What this task involves. Copy each entry below exactly.
%%
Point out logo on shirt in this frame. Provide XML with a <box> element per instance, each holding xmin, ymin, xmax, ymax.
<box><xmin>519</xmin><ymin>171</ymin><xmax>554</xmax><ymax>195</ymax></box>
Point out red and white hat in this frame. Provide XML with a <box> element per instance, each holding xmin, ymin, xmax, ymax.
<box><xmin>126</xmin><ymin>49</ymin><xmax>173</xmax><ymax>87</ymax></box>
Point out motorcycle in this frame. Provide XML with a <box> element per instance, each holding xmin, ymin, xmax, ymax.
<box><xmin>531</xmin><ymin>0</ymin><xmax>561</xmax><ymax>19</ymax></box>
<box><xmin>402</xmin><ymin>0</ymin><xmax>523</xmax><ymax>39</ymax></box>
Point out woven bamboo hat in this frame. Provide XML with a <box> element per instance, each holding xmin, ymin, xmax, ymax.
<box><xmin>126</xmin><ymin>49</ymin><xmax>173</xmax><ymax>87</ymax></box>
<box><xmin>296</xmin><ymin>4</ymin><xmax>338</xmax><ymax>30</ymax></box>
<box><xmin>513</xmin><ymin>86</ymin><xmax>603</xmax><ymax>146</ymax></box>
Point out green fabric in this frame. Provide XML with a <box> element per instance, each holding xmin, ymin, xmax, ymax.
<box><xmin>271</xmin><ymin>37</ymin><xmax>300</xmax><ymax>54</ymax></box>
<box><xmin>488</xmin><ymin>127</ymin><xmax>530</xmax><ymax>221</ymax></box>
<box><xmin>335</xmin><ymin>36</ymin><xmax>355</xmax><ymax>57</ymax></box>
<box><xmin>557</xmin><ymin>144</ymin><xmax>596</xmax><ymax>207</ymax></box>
%%
Solution to this task.
Point out logo on shirt in this frame. Provide XML with a <box> element per instance, each holding xmin, ymin, xmax, ymax.
<box><xmin>519</xmin><ymin>171</ymin><xmax>554</xmax><ymax>195</ymax></box>
Point out red and white hat in this frame. Provide XML with a <box> element per instance, each holding xmin, ymin, xmax, ymax.
<box><xmin>126</xmin><ymin>49</ymin><xmax>173</xmax><ymax>87</ymax></box>
Point out motorcycle in this frame. Provide XML with a <box> element per instance, each holding xmin, ymin, xmax, ymax.
<box><xmin>531</xmin><ymin>0</ymin><xmax>561</xmax><ymax>19</ymax></box>
<box><xmin>402</xmin><ymin>0</ymin><xmax>523</xmax><ymax>39</ymax></box>
Point out woven bamboo hat in this frame. Provide XML with a <box> element per instance, each holding xmin, ymin, xmax, ymax.
<box><xmin>126</xmin><ymin>49</ymin><xmax>173</xmax><ymax>87</ymax></box>
<box><xmin>296</xmin><ymin>4</ymin><xmax>338</xmax><ymax>30</ymax></box>
<box><xmin>513</xmin><ymin>86</ymin><xmax>603</xmax><ymax>146</ymax></box>
Point out green fabric in this frame. Provide XML with a <box> element per instance, each holding xmin, ymin, xmax, ymax.
<box><xmin>271</xmin><ymin>37</ymin><xmax>300</xmax><ymax>54</ymax></box>
<box><xmin>488</xmin><ymin>127</ymin><xmax>530</xmax><ymax>221</ymax></box>
<box><xmin>335</xmin><ymin>36</ymin><xmax>355</xmax><ymax>57</ymax></box>
<box><xmin>557</xmin><ymin>144</ymin><xmax>596</xmax><ymax>207</ymax></box>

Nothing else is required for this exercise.